■ What is required ■
Reproduce every row below verbatim, omitting the pictures from the output.

— START Provided records —

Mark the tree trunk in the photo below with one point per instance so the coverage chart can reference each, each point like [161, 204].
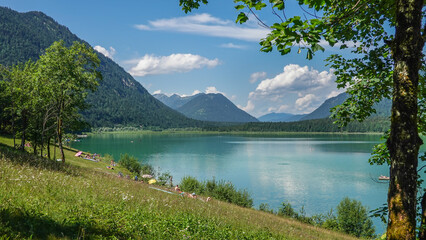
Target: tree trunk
[48, 147]
[422, 231]
[404, 140]
[59, 130]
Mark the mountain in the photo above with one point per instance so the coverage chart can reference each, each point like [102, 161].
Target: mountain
[281, 117]
[174, 101]
[323, 111]
[275, 117]
[119, 100]
[214, 107]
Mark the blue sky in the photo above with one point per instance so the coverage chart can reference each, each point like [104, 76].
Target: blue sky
[170, 52]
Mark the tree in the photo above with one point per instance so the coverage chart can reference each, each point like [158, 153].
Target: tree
[68, 74]
[353, 218]
[387, 39]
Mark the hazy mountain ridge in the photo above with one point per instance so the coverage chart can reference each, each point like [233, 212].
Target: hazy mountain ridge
[119, 100]
[281, 117]
[323, 111]
[214, 107]
[174, 101]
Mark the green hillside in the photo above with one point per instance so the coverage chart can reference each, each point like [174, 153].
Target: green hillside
[119, 100]
[214, 107]
[44, 199]
[371, 124]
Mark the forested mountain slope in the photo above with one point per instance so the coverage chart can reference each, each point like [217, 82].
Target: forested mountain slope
[214, 107]
[119, 100]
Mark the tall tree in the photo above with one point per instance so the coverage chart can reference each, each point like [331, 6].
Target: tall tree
[387, 38]
[69, 73]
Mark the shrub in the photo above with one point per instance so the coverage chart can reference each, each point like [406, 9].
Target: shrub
[131, 163]
[190, 184]
[352, 218]
[164, 178]
[107, 158]
[264, 207]
[287, 210]
[224, 191]
[147, 169]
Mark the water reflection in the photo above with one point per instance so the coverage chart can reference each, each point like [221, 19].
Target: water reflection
[314, 171]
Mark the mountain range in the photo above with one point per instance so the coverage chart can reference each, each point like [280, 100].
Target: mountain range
[323, 111]
[119, 100]
[207, 107]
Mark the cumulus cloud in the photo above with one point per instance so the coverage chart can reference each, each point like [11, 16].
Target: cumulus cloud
[305, 102]
[295, 90]
[296, 78]
[232, 45]
[256, 76]
[107, 53]
[212, 90]
[205, 24]
[248, 108]
[334, 93]
[154, 65]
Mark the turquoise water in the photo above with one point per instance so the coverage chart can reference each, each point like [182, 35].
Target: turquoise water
[313, 171]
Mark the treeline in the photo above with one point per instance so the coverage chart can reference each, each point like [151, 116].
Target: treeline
[40, 100]
[372, 124]
[119, 100]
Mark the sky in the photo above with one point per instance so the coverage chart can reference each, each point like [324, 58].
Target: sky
[171, 52]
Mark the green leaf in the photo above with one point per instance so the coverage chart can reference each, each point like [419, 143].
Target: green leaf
[317, 47]
[241, 18]
[240, 7]
[309, 54]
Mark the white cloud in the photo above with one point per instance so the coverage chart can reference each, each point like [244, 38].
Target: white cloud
[205, 24]
[295, 78]
[212, 90]
[305, 102]
[231, 45]
[256, 76]
[196, 92]
[248, 108]
[334, 93]
[107, 53]
[154, 65]
[295, 90]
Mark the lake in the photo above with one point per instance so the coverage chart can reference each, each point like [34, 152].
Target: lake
[314, 171]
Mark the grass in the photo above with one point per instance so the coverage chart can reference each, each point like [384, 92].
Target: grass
[44, 199]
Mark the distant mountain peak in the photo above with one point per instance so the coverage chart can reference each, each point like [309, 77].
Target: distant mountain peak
[119, 99]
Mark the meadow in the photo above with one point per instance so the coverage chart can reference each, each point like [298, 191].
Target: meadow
[45, 199]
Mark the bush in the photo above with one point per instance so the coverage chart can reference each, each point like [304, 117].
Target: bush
[224, 191]
[352, 218]
[147, 169]
[264, 207]
[190, 184]
[164, 178]
[287, 210]
[131, 163]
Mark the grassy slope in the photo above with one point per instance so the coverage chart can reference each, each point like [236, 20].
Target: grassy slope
[83, 199]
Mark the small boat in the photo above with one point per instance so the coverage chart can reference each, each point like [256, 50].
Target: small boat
[383, 177]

— END Provided records —

■ Correct result ■
Mark the tree trunk in the photo below with one point per instance so the coverage chart can reference each, each point like [161, 204].
Target: tree trunk
[48, 147]
[422, 231]
[404, 140]
[59, 130]
Mark the mountain in the photo above with one point per instance so the coverage chart can reference each, each point like [102, 161].
Target: mountain
[281, 117]
[174, 101]
[323, 111]
[275, 117]
[119, 100]
[214, 107]
Mark the blue sky in the photo above with one point per instance so the coverage chart can reference each, each point like [104, 76].
Target: blue sky
[170, 52]
Mark the tree in the photo above with one point per instance so the coverage chart can reference each, each point like [158, 153].
Target: tree
[68, 74]
[353, 218]
[387, 39]
Mark the hazy mountain ridge in the photo above with one point per instance so the coverage chart can reference each, each point like [233, 212].
Target: hazy mountain ridge
[119, 100]
[281, 117]
[323, 111]
[214, 107]
[174, 101]
Mark the green hillside in the photo above with one point per instance so the coverage chart can reference each, each point like [174, 153].
Target: green hillside
[119, 100]
[214, 107]
[44, 199]
[371, 124]
Mark the forested mountain slope in the photo above with one point per instance so the coverage chart can reference each, each point like [217, 82].
Target: forested mountain slope
[214, 107]
[119, 100]
Mark the tall tree in the photo above with one point per instance so the coverage chart can reference each, each point like [331, 6].
Target: tall tree
[387, 38]
[69, 73]
Mark the shrub in the photo above with one point per instance so the coverage chart can reference each, each point like [406, 9].
Target: shrub
[131, 163]
[190, 184]
[352, 218]
[164, 178]
[107, 158]
[264, 207]
[287, 210]
[224, 191]
[147, 169]
Mark the water reflection in the photo above with one point per instance so the coverage chart can reference each, each point like [221, 19].
Target: water reflection
[314, 171]
Mark the mountain range in the photo above with one point per instance so the coverage chart can reference each, each point like [280, 100].
Target: mountain range
[323, 111]
[119, 100]
[207, 107]
Mark the cumulus cloud in the photo above with one point per instance so the coverage chart can reference each, each point like [11, 16].
Target: cumulus cloud
[305, 102]
[295, 90]
[296, 78]
[232, 45]
[256, 76]
[107, 53]
[212, 90]
[205, 24]
[248, 108]
[334, 93]
[154, 65]
Mark the turquoise water in the photo above with one point per instance so the coverage chart can reference each, each point like [182, 35].
Target: turquoise water
[313, 171]
Mark the treeline in the photo above with one point per instance so the coverage chart can reference each, each point like [151, 116].
Target: treeline
[40, 100]
[372, 124]
[119, 100]
Mark the sky in the photo above with one point per instance so the coverage chart can reference each, each point like [324, 58].
Target: sky
[171, 52]
Mark the green leaf in the photo above with one point per instance so the coverage chart can reference each, each point like [419, 143].
Target: green leaf
[317, 47]
[241, 18]
[240, 7]
[309, 54]
Mark the white cloud in the photo above with one point per instance so the coverage chart can reference each, each point like [244, 38].
Target: white cloud
[205, 24]
[295, 78]
[212, 90]
[305, 102]
[231, 45]
[256, 76]
[196, 92]
[248, 108]
[334, 93]
[107, 53]
[154, 65]
[295, 90]
Mark the lake in the photo above with one point per instance so the coverage chart can reference each, each point like [34, 152].
Target: lake
[314, 171]
Mark the grass in the photo above with one point per instance so the coverage chart can reference each, each point like [384, 92].
Target: grass
[44, 199]
Mark the distant mountain peak in the photo above with one point per instance so the coverage chart can reference each, each point like [309, 77].
Target: distant mountain peak
[119, 99]
Mark the meadow in the photo above with one point per instance so the coverage chart can reference each, each point like [298, 191].
Target: meadow
[45, 199]
Mark the bush in the photo above with one point per instance so the coverage chart can reference each, each point like [304, 117].
Target: bush
[224, 191]
[352, 218]
[147, 169]
[264, 207]
[190, 184]
[164, 178]
[287, 210]
[131, 163]
Mark the grassy slope in the photo above with one point per instance so the coverage chart can reference each, each point like [236, 20].
Target: grassy slope
[83, 199]
Mark the small boat in the photo above with one point per instance so the coverage chart can reference each, each point like [256, 50].
Target: small boat
[383, 177]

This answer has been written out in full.